Supplied text:

_ _ _ _ _ _ _

A USC team ran a within-subject experiment with 20 programmers, each solving tasks twice: once with an LLM, once without. The LLM-assisted runs had significantly shorter idea-generation periods (p=0.0004) and fewer creative moments (p=0.002). The number of distinct ideas in the final solutions was roughly the same in both conditions.
The output did not move. The thinking that produced it collapsed.
Why I read this twice
Most leaders I work with are measuring AI adoption by the wrong instrument. They look at deliverables. The deck shipped. The model compiled. The memo reads well. The output is the part AI is protecting. The process is the part it is quietly removing.
If the ideas-per-solution count is flat and the ideas-per-minute count went up, your team is moving faster across the exact same ground. That is not productivity. That is foreshortening. And the paper title is not the researchers' phrase. It is a participant's own description of working with the model: like taking the path of least resistance.

_ _ _ _ _ _ _

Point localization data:
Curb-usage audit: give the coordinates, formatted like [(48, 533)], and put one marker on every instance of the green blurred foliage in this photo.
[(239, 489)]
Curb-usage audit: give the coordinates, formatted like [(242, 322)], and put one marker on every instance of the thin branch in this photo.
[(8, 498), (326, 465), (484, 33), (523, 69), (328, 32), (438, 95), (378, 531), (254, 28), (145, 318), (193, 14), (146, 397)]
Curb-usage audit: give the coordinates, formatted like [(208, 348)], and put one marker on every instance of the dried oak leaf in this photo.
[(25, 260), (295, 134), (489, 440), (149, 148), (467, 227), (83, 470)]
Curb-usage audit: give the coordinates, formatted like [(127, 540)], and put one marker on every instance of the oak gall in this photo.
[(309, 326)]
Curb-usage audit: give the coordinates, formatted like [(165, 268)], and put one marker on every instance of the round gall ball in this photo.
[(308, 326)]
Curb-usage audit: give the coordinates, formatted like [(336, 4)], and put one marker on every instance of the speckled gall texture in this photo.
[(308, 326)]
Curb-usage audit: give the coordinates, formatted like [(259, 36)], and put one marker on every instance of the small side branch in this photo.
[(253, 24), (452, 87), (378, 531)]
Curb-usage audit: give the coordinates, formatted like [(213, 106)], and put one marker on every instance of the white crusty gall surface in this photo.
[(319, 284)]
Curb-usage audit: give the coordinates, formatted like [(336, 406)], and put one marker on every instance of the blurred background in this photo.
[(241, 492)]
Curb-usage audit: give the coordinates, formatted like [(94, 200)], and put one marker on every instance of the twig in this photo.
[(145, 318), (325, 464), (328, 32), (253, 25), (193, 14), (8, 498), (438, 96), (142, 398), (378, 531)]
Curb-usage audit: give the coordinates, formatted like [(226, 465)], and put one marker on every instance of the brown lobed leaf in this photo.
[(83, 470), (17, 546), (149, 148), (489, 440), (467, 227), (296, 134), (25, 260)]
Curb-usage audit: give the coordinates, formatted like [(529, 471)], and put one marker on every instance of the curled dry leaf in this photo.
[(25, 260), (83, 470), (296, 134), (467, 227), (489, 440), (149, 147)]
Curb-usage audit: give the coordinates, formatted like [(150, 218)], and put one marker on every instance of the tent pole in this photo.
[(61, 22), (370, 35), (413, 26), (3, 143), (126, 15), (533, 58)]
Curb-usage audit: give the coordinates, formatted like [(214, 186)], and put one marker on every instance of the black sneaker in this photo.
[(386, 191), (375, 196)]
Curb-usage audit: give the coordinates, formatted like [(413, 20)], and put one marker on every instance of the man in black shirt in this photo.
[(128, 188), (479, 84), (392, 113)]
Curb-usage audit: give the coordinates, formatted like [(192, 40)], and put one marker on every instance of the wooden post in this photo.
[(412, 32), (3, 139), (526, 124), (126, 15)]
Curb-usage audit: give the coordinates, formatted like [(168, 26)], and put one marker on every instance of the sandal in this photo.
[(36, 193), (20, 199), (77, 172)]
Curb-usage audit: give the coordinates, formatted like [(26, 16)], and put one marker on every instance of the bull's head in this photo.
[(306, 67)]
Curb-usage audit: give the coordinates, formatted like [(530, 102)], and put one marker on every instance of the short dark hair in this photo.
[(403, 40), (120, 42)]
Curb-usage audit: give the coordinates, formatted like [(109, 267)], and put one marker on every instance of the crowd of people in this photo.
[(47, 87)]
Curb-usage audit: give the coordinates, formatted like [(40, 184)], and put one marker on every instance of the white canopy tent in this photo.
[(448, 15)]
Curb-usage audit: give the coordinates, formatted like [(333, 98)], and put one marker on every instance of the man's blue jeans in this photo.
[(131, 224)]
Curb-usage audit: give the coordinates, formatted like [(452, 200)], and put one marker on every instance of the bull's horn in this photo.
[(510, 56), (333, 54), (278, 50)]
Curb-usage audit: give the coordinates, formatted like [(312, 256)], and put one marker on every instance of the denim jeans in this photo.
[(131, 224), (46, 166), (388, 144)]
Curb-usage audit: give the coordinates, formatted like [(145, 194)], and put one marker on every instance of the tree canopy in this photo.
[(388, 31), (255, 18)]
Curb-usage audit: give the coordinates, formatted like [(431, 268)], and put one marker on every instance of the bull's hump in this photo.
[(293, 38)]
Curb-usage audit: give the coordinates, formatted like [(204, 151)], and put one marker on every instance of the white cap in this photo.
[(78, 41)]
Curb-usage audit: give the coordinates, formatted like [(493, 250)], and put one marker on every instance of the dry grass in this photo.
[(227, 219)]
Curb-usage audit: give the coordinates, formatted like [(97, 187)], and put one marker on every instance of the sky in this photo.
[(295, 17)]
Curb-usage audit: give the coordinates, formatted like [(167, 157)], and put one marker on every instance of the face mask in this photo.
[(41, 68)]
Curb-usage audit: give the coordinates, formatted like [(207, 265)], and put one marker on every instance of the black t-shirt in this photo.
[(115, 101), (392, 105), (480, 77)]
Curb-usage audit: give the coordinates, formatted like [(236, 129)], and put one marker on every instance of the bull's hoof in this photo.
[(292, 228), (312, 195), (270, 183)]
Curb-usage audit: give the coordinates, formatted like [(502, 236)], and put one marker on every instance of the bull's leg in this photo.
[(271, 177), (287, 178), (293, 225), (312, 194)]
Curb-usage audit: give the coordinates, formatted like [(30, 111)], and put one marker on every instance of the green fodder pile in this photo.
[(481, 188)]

_ _ _ _ _ _ _

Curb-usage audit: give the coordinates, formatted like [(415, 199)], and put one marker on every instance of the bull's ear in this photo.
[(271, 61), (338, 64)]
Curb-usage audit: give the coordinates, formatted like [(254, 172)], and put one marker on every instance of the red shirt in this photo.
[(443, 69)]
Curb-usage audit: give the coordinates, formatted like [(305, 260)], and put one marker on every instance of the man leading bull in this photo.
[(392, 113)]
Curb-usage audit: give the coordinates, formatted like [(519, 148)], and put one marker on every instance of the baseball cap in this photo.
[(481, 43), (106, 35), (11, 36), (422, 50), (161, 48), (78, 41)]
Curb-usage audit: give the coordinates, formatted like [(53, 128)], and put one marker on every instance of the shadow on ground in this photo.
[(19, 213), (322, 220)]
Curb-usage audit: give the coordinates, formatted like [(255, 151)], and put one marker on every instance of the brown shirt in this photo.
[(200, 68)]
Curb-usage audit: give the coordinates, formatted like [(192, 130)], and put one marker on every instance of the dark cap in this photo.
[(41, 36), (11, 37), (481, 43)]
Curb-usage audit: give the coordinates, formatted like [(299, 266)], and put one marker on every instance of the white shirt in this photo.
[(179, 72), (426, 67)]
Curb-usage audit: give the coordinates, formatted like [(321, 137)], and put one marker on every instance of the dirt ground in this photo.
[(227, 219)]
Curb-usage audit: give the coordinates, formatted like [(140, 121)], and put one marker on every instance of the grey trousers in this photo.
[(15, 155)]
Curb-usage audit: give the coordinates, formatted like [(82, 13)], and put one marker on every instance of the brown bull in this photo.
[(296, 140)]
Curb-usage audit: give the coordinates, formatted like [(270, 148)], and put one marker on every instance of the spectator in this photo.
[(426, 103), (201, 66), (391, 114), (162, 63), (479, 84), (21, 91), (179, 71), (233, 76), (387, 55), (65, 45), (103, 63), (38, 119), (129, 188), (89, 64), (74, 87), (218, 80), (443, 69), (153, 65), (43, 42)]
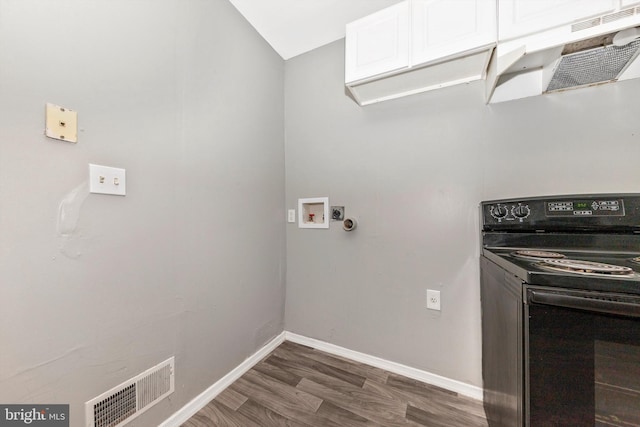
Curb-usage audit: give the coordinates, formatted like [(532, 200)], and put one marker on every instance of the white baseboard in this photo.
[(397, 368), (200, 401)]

_ _ _ _ _ _ _

Tasks to perform:
1. In the essay on the USC study, how did the number of distinct ideas in the final solutions compare between the two conditions?
2. Resume the essay on the USC study, picking up right after its final sentence.

Answers provided:
1. It was roughly the same with and without the LLM.

2.
People notice it in their own work and keep doing it anyway. That is what makes this hard.
A coaching call from last week
A VP of product at a Series C analytics company. Smart, calm, hires well. He was complaining that his PMs' specs had started reading like each other. Same structure. Same edge cases. Same blind spots. He asked me what changed.
I asked him a different question. How long does your team sit with a problem before they open Claude or ChatGPT?
He went quiet. Then he said, "I do not actually know. But I do it in under a minute now myself."
There it is. Fatjon Tony Kalemaj would tell you the same thing I told him on that call: the model is not the issue. The two-minute pause your team used to take, sitting with a half-formed idea before reaching for anything, is the asset that is leaving the building. Senior people protect their thinking time. Mid-level people optimize it away.
It does not show up in the next sprint review. It shows up two quarters later, when the work all looks the same and nobody can explain why the differentiated insights have stopped arriving.
The coaching move is not to ban the tool. It is to put the friction back. A timer on the wall. A rule that the first draft of any spec, memo, or plan is written longhand. A standing question in 1:1s: what did you think before you asked the model? If your team cannot answer, you have your data.
"LLM-assisted participants produced solutions containing roughly the same number of ideas as participant-generated ones."
The deliverable is fine. The muscle is not.